EXERCISE DESCRIPTION: In the entries that follow, find the line containing "negative clicks: (359, 327)"; from there, copy every line exactly through the line containing "rough mask: <svg".

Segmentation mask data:
★ ★ ★

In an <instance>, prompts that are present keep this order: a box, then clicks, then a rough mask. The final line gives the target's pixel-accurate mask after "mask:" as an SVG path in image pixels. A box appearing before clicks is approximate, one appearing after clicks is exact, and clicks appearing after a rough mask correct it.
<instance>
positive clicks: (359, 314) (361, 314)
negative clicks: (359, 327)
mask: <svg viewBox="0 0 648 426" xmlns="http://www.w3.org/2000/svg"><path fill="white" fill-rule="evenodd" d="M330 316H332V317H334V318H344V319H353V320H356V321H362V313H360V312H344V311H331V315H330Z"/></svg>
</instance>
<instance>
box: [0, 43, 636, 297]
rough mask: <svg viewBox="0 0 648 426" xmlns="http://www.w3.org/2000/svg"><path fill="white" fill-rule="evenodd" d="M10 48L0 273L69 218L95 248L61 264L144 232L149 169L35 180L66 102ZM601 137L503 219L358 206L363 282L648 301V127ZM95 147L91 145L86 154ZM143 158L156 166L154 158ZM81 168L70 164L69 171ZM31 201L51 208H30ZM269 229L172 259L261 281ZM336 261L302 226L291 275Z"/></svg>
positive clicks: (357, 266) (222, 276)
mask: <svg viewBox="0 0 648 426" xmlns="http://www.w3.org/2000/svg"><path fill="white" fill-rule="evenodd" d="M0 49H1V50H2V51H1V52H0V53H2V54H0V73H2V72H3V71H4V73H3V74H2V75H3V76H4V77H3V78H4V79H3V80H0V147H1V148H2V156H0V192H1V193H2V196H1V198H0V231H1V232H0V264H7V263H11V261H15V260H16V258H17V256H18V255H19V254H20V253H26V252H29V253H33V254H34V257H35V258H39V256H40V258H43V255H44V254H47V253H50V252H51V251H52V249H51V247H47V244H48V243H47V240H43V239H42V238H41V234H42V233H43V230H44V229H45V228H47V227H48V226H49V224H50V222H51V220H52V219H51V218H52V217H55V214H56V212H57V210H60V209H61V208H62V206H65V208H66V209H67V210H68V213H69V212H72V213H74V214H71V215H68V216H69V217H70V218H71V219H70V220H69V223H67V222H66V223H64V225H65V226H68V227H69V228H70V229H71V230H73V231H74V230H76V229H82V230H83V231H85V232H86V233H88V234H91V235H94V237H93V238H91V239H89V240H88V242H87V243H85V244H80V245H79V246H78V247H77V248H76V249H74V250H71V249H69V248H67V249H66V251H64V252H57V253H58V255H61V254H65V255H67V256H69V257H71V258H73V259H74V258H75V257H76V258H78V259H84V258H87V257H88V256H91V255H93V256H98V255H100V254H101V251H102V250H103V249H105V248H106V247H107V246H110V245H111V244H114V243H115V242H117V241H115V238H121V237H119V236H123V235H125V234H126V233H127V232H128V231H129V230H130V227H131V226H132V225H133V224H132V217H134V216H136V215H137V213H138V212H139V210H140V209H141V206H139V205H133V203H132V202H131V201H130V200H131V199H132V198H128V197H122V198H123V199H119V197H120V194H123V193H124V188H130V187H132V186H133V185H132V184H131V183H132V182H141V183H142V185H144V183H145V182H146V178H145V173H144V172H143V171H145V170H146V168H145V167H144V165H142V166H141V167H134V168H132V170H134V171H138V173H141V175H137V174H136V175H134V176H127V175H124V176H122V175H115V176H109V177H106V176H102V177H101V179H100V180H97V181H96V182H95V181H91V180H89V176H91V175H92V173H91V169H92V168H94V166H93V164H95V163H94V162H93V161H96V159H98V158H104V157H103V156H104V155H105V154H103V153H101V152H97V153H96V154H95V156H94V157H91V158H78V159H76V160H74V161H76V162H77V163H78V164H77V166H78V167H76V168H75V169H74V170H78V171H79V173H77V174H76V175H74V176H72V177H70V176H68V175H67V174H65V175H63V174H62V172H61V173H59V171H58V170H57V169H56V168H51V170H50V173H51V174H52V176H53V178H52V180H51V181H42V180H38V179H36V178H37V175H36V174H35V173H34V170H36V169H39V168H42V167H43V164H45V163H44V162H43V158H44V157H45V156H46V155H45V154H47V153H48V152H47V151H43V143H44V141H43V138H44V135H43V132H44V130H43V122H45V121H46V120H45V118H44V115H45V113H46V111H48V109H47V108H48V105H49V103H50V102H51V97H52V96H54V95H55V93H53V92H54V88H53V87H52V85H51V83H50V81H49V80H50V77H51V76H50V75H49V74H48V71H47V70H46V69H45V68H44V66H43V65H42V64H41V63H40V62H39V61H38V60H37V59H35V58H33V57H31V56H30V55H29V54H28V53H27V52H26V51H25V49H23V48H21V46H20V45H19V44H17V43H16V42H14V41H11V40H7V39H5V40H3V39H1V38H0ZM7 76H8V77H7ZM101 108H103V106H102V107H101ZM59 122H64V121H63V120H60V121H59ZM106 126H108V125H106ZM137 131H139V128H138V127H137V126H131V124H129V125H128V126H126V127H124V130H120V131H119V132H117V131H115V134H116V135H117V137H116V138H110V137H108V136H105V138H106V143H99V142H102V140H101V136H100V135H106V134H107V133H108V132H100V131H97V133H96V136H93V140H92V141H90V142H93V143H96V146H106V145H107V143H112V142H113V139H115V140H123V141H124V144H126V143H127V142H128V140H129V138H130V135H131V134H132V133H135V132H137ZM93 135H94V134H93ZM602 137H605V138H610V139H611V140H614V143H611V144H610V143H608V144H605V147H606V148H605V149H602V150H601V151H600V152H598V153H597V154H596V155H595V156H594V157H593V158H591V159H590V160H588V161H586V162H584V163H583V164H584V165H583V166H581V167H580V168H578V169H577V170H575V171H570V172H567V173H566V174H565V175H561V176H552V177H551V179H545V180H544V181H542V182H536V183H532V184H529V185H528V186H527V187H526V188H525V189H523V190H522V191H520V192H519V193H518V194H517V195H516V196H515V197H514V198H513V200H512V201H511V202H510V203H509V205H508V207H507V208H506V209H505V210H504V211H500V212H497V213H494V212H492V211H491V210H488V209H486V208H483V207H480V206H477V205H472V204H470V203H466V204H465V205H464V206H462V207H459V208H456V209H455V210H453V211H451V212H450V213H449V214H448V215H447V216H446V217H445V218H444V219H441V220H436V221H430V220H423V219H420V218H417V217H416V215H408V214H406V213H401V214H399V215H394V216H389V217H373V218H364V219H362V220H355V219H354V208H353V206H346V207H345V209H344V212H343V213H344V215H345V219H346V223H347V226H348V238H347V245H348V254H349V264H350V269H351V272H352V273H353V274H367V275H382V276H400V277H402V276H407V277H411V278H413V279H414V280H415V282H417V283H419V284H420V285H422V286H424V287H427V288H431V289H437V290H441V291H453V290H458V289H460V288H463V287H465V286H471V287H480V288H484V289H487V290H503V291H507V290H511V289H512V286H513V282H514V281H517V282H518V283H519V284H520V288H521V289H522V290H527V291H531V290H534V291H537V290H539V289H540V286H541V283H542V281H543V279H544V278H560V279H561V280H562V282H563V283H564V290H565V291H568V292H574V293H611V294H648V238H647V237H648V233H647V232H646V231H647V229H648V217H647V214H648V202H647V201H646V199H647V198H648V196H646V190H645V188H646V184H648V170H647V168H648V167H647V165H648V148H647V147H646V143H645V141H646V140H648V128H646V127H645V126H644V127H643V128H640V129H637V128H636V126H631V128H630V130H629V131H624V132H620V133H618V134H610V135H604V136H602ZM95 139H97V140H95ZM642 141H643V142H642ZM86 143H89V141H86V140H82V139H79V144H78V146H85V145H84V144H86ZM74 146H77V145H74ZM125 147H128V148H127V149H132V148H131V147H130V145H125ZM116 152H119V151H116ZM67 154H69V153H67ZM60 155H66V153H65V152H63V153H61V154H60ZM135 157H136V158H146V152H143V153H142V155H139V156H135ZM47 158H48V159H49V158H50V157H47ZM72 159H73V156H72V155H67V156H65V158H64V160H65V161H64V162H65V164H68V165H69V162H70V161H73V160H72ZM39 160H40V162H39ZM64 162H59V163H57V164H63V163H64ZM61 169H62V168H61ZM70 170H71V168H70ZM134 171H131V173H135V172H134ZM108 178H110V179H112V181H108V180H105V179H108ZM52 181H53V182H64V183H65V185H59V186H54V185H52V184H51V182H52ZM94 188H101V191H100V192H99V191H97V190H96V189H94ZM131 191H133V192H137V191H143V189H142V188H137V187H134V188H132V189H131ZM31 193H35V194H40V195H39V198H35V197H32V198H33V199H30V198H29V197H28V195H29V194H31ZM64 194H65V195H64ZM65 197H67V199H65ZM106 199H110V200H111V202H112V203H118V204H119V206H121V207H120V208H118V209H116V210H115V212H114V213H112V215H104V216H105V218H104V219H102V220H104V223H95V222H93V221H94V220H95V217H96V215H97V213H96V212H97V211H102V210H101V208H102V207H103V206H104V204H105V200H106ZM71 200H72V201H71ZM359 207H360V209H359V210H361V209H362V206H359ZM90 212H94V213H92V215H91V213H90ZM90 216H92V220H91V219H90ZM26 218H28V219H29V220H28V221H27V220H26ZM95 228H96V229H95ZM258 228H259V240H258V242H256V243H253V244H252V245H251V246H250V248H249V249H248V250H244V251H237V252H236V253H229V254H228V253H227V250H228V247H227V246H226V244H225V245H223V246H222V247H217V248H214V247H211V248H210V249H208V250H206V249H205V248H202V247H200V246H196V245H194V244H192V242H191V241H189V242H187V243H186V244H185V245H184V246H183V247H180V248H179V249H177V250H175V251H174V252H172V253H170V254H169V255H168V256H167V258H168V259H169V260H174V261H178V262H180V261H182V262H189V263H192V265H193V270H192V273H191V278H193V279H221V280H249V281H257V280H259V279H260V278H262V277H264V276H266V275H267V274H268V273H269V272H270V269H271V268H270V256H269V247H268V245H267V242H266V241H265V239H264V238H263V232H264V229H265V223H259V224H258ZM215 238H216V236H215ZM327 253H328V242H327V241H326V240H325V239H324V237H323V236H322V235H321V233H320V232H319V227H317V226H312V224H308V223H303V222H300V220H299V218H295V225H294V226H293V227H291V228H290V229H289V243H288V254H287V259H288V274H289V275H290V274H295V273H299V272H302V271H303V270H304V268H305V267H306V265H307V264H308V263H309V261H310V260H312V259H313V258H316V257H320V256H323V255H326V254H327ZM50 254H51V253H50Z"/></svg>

★ ★ ★

YOUR RESPONSE:
negative clicks: (359, 327)
mask: <svg viewBox="0 0 648 426" xmlns="http://www.w3.org/2000/svg"><path fill="white" fill-rule="evenodd" d="M330 316H332V317H334V318H344V319H353V320H356V321H362V313H360V312H344V311H331V315H330Z"/></svg>
</instance>
<instance>
box: [0, 43, 636, 297]
rough mask: <svg viewBox="0 0 648 426" xmlns="http://www.w3.org/2000/svg"><path fill="white" fill-rule="evenodd" d="M10 48L0 273L69 218L95 248L61 264L144 232L149 169L35 180L66 102ZM601 137L503 219L358 206L363 282L648 301V127ZM95 147L91 145L86 154ZM143 158L156 166L154 158ZM81 168L70 164L69 171ZM31 201L51 208H30ZM269 229L172 259L261 281ZM336 261L302 226L291 275Z"/></svg>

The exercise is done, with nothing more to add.